--- Start Entries supplied ---

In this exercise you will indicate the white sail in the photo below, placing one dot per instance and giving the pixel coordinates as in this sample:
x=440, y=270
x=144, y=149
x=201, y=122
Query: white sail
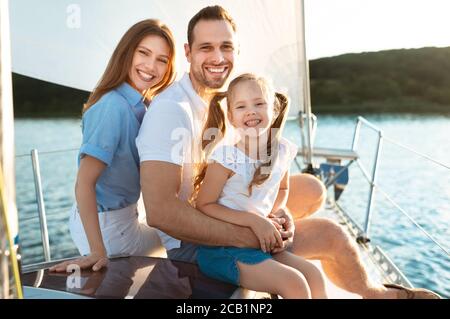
x=9, y=229
x=70, y=43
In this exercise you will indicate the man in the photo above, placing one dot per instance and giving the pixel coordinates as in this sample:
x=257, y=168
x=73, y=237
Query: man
x=166, y=143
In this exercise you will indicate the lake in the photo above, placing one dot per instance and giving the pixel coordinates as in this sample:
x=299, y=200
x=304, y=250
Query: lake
x=420, y=187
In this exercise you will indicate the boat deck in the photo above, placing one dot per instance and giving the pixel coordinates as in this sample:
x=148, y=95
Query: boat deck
x=158, y=277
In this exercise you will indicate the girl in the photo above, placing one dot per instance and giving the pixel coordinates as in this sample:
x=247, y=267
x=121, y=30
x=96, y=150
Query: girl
x=244, y=187
x=104, y=221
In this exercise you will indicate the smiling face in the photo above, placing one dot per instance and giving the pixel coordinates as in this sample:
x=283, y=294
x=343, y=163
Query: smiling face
x=150, y=63
x=249, y=108
x=211, y=54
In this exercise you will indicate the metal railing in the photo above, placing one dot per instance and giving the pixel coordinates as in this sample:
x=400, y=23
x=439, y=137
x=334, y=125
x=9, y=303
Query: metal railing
x=374, y=186
x=42, y=215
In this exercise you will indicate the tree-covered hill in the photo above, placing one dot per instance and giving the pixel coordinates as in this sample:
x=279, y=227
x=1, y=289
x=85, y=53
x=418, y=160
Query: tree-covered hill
x=406, y=80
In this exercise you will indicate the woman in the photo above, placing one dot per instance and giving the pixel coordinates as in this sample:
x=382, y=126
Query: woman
x=104, y=221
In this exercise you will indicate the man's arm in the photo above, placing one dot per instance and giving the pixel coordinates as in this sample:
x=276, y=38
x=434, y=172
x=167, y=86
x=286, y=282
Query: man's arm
x=160, y=183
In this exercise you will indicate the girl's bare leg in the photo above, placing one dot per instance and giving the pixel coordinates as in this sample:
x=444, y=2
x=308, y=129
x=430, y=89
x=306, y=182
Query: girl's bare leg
x=274, y=277
x=312, y=274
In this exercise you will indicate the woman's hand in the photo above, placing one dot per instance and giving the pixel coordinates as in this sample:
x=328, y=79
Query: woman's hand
x=268, y=234
x=285, y=222
x=95, y=260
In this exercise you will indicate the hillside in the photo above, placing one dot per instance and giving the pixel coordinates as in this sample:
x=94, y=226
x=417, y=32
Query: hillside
x=407, y=80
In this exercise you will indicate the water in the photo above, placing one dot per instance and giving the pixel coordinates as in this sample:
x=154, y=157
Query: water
x=422, y=189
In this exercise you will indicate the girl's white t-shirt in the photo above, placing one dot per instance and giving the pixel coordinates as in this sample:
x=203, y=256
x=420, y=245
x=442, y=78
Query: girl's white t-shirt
x=235, y=194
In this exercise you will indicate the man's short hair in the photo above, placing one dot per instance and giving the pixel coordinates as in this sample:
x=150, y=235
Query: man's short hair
x=209, y=13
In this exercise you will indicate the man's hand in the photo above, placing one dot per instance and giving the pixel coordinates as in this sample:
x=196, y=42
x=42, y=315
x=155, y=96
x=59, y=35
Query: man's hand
x=94, y=260
x=284, y=219
x=267, y=232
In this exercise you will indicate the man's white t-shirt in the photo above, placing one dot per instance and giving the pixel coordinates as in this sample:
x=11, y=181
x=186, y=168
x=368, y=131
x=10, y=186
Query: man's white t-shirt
x=171, y=132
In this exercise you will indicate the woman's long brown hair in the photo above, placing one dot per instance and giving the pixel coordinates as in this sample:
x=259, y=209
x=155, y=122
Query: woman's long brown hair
x=216, y=120
x=119, y=65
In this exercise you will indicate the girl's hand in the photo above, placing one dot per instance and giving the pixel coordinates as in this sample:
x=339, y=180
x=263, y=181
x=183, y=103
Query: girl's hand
x=268, y=234
x=284, y=221
x=95, y=260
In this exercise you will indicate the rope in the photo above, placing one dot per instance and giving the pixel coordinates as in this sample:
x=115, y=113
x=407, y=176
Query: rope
x=12, y=252
x=413, y=221
x=417, y=153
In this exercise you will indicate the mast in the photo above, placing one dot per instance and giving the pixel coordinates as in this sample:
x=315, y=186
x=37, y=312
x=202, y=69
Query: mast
x=10, y=286
x=305, y=86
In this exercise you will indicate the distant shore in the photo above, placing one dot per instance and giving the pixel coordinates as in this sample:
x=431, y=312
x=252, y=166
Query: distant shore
x=394, y=81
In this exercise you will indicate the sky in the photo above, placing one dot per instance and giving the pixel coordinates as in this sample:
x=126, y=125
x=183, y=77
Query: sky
x=335, y=27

--- End Entries supplied ---

**Set problem**
From the line holding "In this exercise you will indicate the rope" to the last line of the records, quote each line exactly and add nothing.

**Answer to the exercise**
In this exercise you will indicate the rope in the photo above, placing one dot per instance and giving the pixel coordinates as in this sample:
x=115, y=113
x=407, y=176
Query: rope
x=12, y=252
x=413, y=221
x=417, y=153
In this exercise you will indicate the mast in the photo above, placing one dot per instance and giving the pixel coordinates as in this sample:
x=315, y=186
x=37, y=312
x=202, y=69
Query: mast
x=10, y=286
x=305, y=86
In this exercise you will indicate the distant shore in the photo above, placing one dot per instance and giving the pixel coordinates as in this sample:
x=431, y=312
x=252, y=166
Query: distant shore
x=394, y=81
In this exercise you will indicate the sky in the photo above, placing one dot per instance and giving the pixel coordinates as in this sample:
x=126, y=125
x=183, y=77
Query: sky
x=335, y=27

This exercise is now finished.